- **Text segment**
»»

If you are going to put your code online anywhere, you should set environment variables for all four of these values; pasting them directly in your code is likely to result in you accidentally committing them and pushing them into your online repo at some point.  If someone gets a hold of these values they can access Twitter's API as you, which you don't ever want.

Instructions for setting environment variables in an Anaconda virtual environment are [here](https://conda.io/docs/user-guide/tasks/build-packages/environment-variables.html).

The code below accesses the virtual environment variables I've created to represent my consumer keys and access tokens and saves them as a variable in my code.  If you copy this workbook and run it locally on your computer, change the variable names in the quotes to the names you've given them in your virtual environment.

In [2]:
TWITTER_CONS_KEY = os.environ.get('T_CONS_')
TWITTER_CONS_SEC = os.environ.get('T_CONS_SECRET')
TWITTER_ACCESS_TOKEN = os.environ.get('T_ACCESS_')
TWITTER_ACCESS_SEC = os.environ.get('T_ACCESS_SECRET')

Now that's done, we're going to use the python-twitter library to access the Twitter API.  I find this a lot easier than writing them from scratch. 

We imported the python-twitter libary as `import twitter` above.  It shows up in the [requirements.txt](requirements.txt) file as `python-twitter==3.4.2`, and you can read the documentation [here]
(https://python-twitter.readthedocs.io/en/latest/), which also happens to have a great step by step on getting started with the Twitter API!

The first thing will do is create an object that will hold all of the credentials for accessing the API that we defined above.

In [3]:
t = twitter.Api(
    consumer_key = TWITTER_CONS_KEY,
    consumer_secret = TWITTER_CONS_SEC,
    access_token_key = TWITTER_ACCESS_TOKEN, 
    access_token_secret = TWITTER_ACCESS_SEC,
    tweet_mode='extended' # this ensures that we get the full text of the users' original tweets
)

That's it!  You're ready to talk to the Twitter API!

### Step 3: Get some Tweets! 📦

This is where things start getting fun.

If you haven't already, choose an account you want to analyze.  

Next, you'll need to create a variable to hold that account's Twitter handle.  Input this in the cell below without the '@' (e.g. Use NASA, not @NASA).  If you're starting with the URL of the account, take only the handle after the last '/' (e.g. From https://twitter.com/NASA, use 'NASA'.

In [4]:
screen_name = "NASA"

Now that we have that, let's get some data! We'll call the Twitter API with the `GetUserTimeline` method on our `t` object that we created in the last step.  

Notice that we are passing in the `screen_name` variable, and setting the `count` variable to `200`.  You must have the screen_name to make the API call and if you omit the count variable, you'll get the latest 20 tweets back by default.  You can't get more than 200 tweets back at a time.

In [5]:
# Call the Twitter API using the python-twitter library
first_200 = t.GetUserTimeline(screen_name=screen_name, count=200)

In [6]:
# Let's explore the data!
print("There are %d tweets in our dataset, which has the type %s." % (len(first_200), type(first_200)))
print()
print("Here's a sample of what the data from one tweet looks like:")
print(first_200[0])
print()

««

Lines of data
»»

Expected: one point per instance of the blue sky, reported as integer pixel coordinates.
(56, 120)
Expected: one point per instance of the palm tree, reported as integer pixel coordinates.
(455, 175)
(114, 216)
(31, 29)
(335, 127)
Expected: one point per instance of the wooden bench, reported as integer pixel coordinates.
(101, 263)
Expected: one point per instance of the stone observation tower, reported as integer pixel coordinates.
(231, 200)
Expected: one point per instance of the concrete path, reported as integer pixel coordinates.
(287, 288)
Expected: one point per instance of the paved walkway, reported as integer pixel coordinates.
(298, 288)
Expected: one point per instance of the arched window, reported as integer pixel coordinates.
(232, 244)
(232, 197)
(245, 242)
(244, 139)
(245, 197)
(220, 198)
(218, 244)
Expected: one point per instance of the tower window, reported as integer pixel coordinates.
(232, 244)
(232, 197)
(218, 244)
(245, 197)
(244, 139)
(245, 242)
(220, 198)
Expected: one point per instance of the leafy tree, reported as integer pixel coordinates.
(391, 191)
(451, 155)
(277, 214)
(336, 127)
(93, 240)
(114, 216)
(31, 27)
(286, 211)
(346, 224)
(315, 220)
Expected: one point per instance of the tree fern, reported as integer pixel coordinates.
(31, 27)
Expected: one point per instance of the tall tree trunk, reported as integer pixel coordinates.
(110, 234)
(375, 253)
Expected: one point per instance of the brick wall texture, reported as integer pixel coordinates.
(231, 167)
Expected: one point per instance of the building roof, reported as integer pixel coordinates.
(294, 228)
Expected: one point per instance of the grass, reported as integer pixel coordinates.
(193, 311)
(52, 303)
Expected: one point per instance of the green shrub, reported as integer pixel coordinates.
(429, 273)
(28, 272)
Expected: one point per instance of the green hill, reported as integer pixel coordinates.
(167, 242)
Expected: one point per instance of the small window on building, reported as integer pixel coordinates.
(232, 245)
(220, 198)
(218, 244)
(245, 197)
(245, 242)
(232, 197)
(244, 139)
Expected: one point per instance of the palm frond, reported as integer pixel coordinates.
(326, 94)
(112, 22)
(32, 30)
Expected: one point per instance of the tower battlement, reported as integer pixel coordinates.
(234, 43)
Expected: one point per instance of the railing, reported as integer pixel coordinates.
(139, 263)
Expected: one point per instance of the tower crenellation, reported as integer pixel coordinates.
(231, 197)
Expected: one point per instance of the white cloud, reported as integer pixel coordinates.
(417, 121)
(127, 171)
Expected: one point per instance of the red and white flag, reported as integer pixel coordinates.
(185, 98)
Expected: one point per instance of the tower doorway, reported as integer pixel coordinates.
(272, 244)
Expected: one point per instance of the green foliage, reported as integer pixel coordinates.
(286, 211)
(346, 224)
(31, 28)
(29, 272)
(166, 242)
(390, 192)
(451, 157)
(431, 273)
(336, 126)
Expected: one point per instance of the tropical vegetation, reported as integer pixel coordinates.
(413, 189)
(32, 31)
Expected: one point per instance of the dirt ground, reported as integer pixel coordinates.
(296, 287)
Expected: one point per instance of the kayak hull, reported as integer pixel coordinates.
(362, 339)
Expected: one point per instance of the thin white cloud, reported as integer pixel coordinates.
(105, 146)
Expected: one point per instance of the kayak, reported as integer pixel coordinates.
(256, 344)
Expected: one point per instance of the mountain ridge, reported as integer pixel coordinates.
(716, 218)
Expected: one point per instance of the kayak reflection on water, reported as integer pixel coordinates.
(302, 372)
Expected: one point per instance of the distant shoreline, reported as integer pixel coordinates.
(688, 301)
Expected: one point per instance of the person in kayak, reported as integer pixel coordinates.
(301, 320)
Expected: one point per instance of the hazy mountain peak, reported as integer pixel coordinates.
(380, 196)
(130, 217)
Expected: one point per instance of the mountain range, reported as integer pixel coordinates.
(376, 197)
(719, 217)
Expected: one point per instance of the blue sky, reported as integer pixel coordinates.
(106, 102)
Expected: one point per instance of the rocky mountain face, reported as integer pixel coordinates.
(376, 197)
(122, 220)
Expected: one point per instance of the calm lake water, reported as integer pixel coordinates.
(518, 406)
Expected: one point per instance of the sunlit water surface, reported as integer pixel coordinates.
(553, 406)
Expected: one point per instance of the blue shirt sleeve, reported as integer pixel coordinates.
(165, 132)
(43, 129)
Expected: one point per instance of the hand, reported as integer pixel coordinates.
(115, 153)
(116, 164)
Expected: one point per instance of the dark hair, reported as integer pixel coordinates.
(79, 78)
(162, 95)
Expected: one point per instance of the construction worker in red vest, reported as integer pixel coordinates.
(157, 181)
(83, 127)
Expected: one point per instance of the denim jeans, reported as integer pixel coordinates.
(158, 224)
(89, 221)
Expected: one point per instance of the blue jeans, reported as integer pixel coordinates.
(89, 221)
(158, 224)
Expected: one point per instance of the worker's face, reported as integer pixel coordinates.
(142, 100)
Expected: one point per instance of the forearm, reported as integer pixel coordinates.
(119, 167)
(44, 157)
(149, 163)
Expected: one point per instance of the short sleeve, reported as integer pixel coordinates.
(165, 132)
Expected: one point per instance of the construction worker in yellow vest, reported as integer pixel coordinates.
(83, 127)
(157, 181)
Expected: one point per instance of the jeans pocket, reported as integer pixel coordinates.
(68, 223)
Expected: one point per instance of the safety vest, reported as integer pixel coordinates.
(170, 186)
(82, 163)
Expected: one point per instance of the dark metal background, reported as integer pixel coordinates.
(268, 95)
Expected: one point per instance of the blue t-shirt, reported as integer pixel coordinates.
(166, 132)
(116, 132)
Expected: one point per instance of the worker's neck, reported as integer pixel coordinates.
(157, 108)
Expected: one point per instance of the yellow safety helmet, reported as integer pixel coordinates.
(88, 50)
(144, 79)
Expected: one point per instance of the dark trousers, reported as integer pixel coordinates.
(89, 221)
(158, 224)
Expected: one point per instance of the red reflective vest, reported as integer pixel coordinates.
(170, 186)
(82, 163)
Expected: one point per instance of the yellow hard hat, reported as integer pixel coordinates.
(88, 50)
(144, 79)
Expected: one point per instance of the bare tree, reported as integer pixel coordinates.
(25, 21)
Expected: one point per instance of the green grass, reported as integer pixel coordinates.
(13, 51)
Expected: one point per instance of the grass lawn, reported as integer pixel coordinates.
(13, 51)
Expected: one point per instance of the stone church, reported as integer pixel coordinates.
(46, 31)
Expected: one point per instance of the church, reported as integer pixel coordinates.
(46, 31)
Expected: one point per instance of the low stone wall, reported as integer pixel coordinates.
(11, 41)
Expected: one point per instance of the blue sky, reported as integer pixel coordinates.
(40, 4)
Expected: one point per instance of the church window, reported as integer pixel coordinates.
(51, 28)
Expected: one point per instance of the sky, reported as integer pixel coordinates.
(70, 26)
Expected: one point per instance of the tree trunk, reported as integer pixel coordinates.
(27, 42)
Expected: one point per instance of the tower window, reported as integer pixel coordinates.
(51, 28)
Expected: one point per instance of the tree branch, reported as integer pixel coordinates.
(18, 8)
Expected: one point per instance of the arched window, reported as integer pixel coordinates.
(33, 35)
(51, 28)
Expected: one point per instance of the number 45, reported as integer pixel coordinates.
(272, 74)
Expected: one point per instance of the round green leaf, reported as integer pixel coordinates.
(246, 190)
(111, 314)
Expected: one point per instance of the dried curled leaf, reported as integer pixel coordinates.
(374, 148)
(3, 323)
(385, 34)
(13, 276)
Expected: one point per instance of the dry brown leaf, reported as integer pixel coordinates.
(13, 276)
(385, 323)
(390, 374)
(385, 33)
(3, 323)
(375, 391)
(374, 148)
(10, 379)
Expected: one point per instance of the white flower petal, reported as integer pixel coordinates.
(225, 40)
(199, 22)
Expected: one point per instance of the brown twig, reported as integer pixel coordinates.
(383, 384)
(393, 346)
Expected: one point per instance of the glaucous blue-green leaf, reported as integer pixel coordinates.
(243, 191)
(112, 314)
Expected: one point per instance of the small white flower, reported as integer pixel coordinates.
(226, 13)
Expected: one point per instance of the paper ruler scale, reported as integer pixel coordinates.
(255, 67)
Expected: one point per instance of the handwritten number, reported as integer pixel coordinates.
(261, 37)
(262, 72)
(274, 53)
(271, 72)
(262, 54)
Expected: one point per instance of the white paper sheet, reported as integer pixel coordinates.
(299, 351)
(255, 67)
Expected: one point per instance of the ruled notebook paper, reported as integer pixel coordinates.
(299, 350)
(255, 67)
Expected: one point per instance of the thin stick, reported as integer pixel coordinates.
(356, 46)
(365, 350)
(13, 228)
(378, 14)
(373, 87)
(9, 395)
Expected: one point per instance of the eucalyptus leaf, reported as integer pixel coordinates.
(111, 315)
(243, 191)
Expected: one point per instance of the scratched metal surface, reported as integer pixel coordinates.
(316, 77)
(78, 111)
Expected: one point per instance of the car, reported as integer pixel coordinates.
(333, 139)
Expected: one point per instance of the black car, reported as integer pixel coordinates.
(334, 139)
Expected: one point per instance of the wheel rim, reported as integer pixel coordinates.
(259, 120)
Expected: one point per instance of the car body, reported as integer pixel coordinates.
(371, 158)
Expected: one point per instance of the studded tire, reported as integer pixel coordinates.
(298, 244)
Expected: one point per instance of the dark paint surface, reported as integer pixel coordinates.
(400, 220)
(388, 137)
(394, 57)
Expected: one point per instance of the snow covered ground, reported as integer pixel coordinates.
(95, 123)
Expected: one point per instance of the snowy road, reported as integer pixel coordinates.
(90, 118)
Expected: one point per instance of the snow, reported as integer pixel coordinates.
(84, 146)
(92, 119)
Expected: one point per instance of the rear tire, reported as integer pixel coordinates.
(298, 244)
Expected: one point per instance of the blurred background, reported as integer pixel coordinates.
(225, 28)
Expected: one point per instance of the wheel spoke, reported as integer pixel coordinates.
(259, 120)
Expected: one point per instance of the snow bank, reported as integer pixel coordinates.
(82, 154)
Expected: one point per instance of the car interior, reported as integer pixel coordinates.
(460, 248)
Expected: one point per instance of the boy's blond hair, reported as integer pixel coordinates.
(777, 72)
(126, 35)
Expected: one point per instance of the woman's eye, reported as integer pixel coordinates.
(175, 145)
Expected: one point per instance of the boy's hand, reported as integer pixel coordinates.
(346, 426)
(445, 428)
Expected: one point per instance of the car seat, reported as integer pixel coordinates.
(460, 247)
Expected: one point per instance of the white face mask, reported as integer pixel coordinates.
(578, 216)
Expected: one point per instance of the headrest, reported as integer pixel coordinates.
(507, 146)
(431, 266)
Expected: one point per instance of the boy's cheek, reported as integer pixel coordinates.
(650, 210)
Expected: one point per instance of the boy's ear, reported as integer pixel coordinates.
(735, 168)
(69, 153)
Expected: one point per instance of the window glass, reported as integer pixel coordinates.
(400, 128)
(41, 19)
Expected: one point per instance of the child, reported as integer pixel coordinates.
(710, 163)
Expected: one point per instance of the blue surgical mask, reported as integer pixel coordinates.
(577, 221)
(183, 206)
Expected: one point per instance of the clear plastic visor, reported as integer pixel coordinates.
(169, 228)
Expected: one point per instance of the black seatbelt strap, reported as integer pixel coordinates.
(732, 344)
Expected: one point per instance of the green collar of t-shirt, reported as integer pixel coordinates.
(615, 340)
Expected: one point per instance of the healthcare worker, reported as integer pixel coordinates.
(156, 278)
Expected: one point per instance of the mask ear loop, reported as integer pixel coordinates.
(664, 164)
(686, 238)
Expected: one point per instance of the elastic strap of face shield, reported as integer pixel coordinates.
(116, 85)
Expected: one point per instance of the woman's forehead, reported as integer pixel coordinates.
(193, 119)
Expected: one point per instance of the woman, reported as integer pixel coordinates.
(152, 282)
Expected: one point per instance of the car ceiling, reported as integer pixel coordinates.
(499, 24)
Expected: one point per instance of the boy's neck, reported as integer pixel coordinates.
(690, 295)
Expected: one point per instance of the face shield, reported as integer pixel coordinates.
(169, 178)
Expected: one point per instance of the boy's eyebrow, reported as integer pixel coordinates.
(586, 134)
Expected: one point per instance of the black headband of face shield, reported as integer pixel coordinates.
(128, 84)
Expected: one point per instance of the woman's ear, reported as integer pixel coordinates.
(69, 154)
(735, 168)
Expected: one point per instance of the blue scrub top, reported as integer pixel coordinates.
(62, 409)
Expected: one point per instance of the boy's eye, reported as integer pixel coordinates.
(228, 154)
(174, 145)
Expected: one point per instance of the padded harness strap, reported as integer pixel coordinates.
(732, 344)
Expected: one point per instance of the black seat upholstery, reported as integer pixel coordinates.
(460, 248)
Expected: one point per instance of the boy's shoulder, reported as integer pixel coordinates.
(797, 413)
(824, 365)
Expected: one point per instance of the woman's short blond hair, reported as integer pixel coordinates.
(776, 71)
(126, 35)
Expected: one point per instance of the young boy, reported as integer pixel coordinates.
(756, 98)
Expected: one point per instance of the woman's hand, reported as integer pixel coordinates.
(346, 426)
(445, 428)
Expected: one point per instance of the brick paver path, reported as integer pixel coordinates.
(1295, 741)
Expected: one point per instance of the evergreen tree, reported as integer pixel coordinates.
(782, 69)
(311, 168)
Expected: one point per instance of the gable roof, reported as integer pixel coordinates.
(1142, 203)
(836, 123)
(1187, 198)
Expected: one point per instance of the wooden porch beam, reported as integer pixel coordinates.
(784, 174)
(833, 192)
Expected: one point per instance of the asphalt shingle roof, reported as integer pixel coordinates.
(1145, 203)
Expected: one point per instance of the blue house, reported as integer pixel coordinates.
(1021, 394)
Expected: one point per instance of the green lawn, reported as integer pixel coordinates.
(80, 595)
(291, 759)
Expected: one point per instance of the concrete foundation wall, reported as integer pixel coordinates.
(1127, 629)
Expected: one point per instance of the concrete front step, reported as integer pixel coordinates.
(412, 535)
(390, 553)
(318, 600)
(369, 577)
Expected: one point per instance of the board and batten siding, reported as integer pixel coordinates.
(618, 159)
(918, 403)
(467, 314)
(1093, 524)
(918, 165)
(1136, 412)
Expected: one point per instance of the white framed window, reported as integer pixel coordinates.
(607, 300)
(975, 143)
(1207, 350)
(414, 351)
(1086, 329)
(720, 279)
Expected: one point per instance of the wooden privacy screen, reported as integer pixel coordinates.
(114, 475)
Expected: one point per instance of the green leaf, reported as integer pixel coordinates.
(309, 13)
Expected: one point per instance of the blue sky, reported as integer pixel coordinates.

««

- **Jobs**
(1) Decide whether each statement agrees with the Twitter API tutorial. For each one, answer yes or no and quote the words from the tutorial that settle it.
(a) Leaving out the count variable returns the latest 20 tweets by default.
(b) The API will return up to 500 tweets in a single call.
(c) When starting from an account's URL, you should keep only the handle after the last '/'.
(2) Answer these questions using the Twitter API tutorial:
(a) What version of python-twitter does the requirements.txt file list?
(b) Which setting makes sure the full text of users' original tweets comes back?
(c) Which method is called on the t object to fetch the tweets?
(3) Extend the Twitter API tutorial with a short passage that picks up after its final lines.

- **Written answers**
(1)
(a) Yes: "if you omit the count variable, you'll get the latest 20 tweets back by default"
(b) No: "You can't get more than 200 tweets back at a time."
(c) Yes: "take only the handle after the last '/'"

(2)
(a) 3.4.2
(b) tweet_mode='extended'
(c) GetUserTimeline

(3)
print("Each tweet is stored in a %s data structure." % type(first_200[0]))

There are 200 tweets in our dataset, which has the type <class 'list'>.

Here's a sample of what the data from one tweet looks like:
{"created_at": "Sun Jul 01 23:04:00 +0000 2018", "full_text": "RT @NASA_Johnson: This week on \"Houston, We Have a Podcast,\" Harry Roberts, Flight Operation Supervisor for the Aircraft Operations Divisio\u2026", "hashtags": [], "id": 1013558869728071685, "id_str": "1013558869728071685", "lang": "en", "retweet_count": 96, "retweeted_status": {"created_at": "Sun Jul 01 16:47:15 +0000 2018", "favorite_count": 511, "full_text": "This week on \"Houston, We Have a Podcast,\" Harry Roberts, Flight Operation Supervisor for the Aircraft Operations Division, talks about operations out at Ellington Field and the aircraft that helped make human spaceflight possible. https://t.co/nGdx8Lck02 https://t.co/L15ESgugoE", "hashtags": [], "id": 1013464059197493249, "id_str": "1013464059197493249", "lang": "en", "media": [{"display_url": "pic.twitter.com/L15ESgugoE", "expand

So we can see we got the first 200 tweets as a list of objects, and that there's a LOT of data in each one.  We'll come back to that in a moment, but first, let's get some more sweet, sweet data!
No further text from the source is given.